#### [Written exercise]
Transcribe the lines of the material below word for word, starting at the line that contains "Task: Find the chainsaw front" and ending at the last line of the material. Include both the first and the last line.

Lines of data
* START *

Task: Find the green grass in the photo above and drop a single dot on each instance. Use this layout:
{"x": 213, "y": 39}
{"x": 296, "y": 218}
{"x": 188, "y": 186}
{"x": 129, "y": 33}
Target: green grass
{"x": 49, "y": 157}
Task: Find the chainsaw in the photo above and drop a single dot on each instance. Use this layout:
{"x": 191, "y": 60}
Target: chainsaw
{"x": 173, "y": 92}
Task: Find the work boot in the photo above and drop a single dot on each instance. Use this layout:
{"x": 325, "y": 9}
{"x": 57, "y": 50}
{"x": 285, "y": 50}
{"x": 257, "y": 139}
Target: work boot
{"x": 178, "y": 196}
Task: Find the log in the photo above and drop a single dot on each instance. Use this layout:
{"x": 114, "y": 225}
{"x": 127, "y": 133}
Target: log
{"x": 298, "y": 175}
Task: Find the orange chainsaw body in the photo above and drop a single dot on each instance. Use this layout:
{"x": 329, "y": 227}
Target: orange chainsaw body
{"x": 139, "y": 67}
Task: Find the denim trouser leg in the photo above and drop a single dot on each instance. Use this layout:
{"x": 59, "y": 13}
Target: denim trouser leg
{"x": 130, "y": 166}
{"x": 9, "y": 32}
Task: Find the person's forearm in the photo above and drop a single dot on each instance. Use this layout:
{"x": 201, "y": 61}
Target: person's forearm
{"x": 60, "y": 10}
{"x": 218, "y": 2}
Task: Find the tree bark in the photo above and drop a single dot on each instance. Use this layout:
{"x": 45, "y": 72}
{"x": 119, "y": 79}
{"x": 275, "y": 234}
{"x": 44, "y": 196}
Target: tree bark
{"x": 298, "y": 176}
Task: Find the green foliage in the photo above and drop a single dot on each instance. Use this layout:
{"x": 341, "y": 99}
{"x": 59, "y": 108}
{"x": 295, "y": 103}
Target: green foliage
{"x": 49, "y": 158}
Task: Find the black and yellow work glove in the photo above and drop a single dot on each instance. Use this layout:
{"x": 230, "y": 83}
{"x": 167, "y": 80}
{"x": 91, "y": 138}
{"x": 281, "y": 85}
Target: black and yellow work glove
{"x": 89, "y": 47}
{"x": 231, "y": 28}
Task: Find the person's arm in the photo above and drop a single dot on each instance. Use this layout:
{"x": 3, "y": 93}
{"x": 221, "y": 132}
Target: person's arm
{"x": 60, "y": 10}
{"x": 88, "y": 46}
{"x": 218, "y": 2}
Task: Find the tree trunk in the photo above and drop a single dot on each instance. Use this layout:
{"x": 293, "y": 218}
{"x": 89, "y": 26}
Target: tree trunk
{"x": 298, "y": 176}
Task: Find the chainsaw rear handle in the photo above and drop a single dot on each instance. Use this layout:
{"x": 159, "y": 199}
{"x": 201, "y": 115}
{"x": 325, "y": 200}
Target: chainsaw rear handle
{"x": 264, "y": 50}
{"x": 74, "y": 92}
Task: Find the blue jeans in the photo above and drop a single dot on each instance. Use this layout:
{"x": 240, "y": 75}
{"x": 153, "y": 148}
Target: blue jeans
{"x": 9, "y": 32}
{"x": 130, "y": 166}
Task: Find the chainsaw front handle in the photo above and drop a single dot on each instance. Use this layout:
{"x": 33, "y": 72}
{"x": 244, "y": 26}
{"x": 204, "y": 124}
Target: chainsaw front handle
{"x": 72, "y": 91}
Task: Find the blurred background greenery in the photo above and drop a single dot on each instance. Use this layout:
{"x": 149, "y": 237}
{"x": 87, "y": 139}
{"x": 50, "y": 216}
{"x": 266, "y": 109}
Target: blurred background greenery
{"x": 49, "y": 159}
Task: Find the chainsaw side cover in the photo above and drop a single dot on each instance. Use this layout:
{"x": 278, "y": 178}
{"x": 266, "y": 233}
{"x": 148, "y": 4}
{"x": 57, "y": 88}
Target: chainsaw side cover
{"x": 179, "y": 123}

* END *

#### [Final result]
Task: Find the chainsaw front handle in the photo above and drop a single dot on each instance. Use this layout:
{"x": 33, "y": 72}
{"x": 244, "y": 26}
{"x": 204, "y": 124}
Target: chainsaw front handle
{"x": 72, "y": 91}
Task: Find the blurred background greenery in the photo above and drop a single dot on each instance. Use this layout:
{"x": 149, "y": 237}
{"x": 87, "y": 139}
{"x": 50, "y": 216}
{"x": 266, "y": 109}
Target: blurred background greenery
{"x": 49, "y": 159}
Task: Find the chainsaw side cover in the photo above and drop a single dot on each instance. Use this layout:
{"x": 278, "y": 178}
{"x": 266, "y": 233}
{"x": 148, "y": 4}
{"x": 57, "y": 88}
Target: chainsaw side cover
{"x": 179, "y": 123}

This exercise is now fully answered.